■ Verilen Metin
□ □ □ □ □ □ □

HABERERK/KRİTİK -2-

12 EYLÜL REFERANDUMU'NDAN 12 HAZİRAN'A


Kim hangi teselli edebiyatına sarılırsa sarılsın 12 Haziran'da yaşanan açık bir hezimettir, adeta bir depremdir... 
Aslında depremin öncüsü 12 Eylül referandumunda yaşanmıştı... 
Hatırlayalım bakalım parti yetkilileri daha 9 ay önce yaşanan referandumdan sonra, partiiçi kamuoyunu tatmin etmek için neler söylemişti: "MHP kalelerinde kaybetti" iddiasına cevap veren Genel Sekreker Cihan Paçacı, 'evet' oylarının ezip geçtiği Erzurum, Kırıkkale, Çankırı, Yozgat, Kahramanmaraş gibi illerle ilgili "Oralar zaten bizim kalemiz değildi ki!" demişti...
Yine başarısızlığı örtbas gayretiyle Genel Merkez'den yayılan havaya göre, referandumda 'hayır' oyu veren yüzde 42'lik kesim içinde MHP'nin payı CHP'den yüksekti!.. O kafaya göre, CHP'lilerin çoğu çaktırmadan 'evet' vermişti!..
Gerçi il il, ilçe ilçe sandık sonuçları ortadaydı ama, her yaptığını, her dediğini doğru zanneden ve ülkücü kitleyi o pörsümüş anlayışla, kapalı devre gazlama sistemiyle yönetmeye alışmış zihniyet bu tablodan hiç bir ders çıkarma ihtiyacı hissetmedi...
Ve bugünkü sonuç bağıra bağıra geldi....

□ □ □ □ □ □ □

(Etiketli nesne işaretleme satırları)
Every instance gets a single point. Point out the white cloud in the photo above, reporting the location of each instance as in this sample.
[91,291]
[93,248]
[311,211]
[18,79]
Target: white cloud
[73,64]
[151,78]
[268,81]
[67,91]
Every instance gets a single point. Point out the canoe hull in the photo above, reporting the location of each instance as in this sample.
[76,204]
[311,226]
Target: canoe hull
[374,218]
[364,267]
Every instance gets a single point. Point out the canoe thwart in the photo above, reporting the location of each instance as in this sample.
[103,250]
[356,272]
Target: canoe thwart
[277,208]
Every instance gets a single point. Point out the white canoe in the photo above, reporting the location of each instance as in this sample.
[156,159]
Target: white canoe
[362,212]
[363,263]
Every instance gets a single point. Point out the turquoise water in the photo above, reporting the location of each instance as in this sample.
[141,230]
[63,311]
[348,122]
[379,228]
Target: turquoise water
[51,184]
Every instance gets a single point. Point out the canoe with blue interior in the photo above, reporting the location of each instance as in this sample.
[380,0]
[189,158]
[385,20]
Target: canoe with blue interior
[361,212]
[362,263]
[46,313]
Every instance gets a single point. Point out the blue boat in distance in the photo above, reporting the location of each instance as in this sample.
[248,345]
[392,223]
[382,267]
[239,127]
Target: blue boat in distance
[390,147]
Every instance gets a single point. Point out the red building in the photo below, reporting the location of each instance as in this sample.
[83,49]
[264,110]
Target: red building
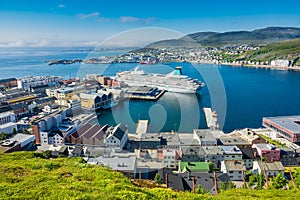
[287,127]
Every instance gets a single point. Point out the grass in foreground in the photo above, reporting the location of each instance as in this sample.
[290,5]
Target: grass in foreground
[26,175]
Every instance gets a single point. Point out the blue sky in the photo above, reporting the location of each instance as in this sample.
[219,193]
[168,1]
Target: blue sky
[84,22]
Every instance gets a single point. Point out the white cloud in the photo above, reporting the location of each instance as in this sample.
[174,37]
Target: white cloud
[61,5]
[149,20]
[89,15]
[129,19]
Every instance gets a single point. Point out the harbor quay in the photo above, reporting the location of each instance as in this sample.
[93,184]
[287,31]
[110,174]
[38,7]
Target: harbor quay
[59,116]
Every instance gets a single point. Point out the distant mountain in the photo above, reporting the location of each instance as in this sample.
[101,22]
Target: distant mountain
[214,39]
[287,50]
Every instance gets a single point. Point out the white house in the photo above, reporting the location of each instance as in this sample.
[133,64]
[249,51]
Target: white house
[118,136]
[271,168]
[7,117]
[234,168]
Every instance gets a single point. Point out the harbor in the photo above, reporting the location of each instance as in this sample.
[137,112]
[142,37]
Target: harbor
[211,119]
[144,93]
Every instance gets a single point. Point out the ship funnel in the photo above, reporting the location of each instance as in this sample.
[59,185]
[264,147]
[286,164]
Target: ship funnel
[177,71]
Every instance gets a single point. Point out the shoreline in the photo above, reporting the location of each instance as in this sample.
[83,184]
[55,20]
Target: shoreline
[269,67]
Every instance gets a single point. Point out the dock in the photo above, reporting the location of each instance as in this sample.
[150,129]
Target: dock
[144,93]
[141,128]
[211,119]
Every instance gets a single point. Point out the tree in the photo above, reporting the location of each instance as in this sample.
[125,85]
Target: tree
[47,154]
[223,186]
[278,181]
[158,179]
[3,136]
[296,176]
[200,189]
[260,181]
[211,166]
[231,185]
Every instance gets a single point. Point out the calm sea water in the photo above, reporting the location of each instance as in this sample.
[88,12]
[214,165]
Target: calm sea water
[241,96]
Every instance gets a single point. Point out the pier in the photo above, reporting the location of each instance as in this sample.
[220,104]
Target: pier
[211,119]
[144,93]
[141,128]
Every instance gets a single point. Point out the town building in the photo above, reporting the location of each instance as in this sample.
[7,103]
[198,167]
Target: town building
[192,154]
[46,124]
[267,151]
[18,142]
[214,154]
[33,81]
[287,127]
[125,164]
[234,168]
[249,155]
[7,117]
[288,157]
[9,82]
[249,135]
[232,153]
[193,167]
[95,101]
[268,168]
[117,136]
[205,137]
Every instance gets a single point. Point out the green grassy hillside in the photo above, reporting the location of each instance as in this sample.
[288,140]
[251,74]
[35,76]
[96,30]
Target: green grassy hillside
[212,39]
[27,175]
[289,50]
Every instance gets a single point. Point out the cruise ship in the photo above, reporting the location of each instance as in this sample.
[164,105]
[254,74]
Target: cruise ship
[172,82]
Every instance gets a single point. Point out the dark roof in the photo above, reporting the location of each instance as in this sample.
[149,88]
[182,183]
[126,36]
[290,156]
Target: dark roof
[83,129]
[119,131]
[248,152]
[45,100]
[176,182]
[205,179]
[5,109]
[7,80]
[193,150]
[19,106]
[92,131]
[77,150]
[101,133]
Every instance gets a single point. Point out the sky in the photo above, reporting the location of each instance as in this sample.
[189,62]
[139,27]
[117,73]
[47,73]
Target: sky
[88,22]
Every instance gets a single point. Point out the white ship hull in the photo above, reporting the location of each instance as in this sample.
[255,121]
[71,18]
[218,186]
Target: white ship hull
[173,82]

□ □ □ □ □ □ □

■ Yapılacak İş
Verilen metne göre Cihan Paçacı, 'evet' oylarının ezip geçtiği Erzurum, Kırıkkale ve Çankırı gibi iller için ne demişti? Bu satırlar başka bir kaynaktan alınmıştır.

■ Görev Sonucu
"Oralar zaten bizim kalemiz değildi ki!" demişti.